▶ **Exercise aim**
Write out the following lines with no changes at all.

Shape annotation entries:
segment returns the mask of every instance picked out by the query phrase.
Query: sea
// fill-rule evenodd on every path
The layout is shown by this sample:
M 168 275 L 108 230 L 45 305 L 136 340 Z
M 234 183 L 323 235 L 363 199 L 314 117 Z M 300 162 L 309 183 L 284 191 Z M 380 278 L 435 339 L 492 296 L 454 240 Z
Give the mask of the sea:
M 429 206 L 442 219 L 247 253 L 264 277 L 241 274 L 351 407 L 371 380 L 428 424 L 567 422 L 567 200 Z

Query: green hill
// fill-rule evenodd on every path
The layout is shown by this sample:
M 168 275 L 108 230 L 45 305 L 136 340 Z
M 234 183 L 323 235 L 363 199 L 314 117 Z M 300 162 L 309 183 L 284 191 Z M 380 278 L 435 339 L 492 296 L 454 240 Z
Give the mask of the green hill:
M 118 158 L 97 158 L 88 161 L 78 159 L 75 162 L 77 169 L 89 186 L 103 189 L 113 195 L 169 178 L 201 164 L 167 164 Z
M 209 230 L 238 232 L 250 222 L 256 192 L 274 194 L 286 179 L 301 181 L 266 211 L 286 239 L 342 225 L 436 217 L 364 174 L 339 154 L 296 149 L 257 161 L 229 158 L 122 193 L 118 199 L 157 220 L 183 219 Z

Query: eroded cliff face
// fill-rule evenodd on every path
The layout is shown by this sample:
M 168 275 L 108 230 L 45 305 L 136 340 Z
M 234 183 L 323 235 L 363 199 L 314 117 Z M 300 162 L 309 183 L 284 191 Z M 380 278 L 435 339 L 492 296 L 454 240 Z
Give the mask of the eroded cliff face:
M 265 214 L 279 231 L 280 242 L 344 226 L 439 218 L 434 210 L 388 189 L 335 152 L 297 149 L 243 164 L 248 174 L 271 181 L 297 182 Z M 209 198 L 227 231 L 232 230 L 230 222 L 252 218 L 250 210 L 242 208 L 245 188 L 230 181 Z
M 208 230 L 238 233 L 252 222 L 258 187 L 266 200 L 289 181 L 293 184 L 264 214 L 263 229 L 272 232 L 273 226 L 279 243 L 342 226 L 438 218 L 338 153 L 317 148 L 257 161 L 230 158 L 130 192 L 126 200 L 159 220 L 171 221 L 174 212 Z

▶ **Output for this exercise**
segment returns the mask of every instance picked out by the query phrase.
Query: sea
// fill-rule evenodd on every path
The layout is shown by this sample:
M 168 275 L 108 230 L 45 305 L 136 340 Z
M 234 183 L 323 235 L 363 199 L 314 117 Z M 300 162 L 309 183 L 284 191 Z M 380 278 L 435 339 L 492 296 L 454 240 Z
Give the mask of the sea:
M 429 206 L 442 219 L 247 253 L 264 277 L 241 274 L 351 407 L 371 380 L 428 424 L 567 422 L 567 200 Z

Query: green hill
// fill-rule evenodd on every path
The layout is shown by this sample:
M 168 275 L 108 230 L 45 305 L 136 340 Z
M 234 183 L 323 235 L 363 199 L 314 117 Z M 300 162 L 309 183 L 284 191 Z M 380 278 L 435 339 L 492 296 L 454 240 Z
Give the mask of the green hill:
M 118 158 L 97 158 L 88 161 L 78 159 L 75 162 L 77 169 L 89 186 L 103 189 L 113 195 L 169 178 L 201 164 L 167 164 Z
M 209 230 L 238 232 L 250 222 L 256 192 L 274 194 L 286 179 L 301 181 L 266 211 L 286 239 L 342 225 L 436 217 L 364 174 L 339 154 L 296 149 L 257 161 L 229 158 L 122 193 L 118 199 L 157 220 L 183 219 Z

Query: eroded cliff face
// fill-rule evenodd on every path
The layout is shown by this sample:
M 168 275 L 108 230 L 45 305 L 136 340 Z
M 234 183 L 323 235 L 363 199 L 314 117 Z M 300 162 L 309 183 L 284 191 Z M 380 278 L 435 339 L 492 296 L 454 240 Z
Give the mask of the eroded cliff face:
M 265 214 L 279 231 L 280 242 L 344 226 L 439 218 L 434 210 L 388 189 L 335 152 L 297 149 L 243 164 L 248 174 L 271 181 L 297 182 Z M 209 198 L 227 231 L 232 230 L 230 222 L 252 218 L 250 210 L 242 208 L 245 188 L 230 181 Z
M 208 230 L 238 233 L 252 222 L 258 187 L 266 200 L 289 181 L 293 184 L 264 214 L 263 229 L 272 232 L 273 226 L 279 243 L 342 226 L 438 218 L 338 153 L 317 148 L 257 161 L 230 158 L 130 192 L 126 200 L 159 220 L 171 221 L 174 212 Z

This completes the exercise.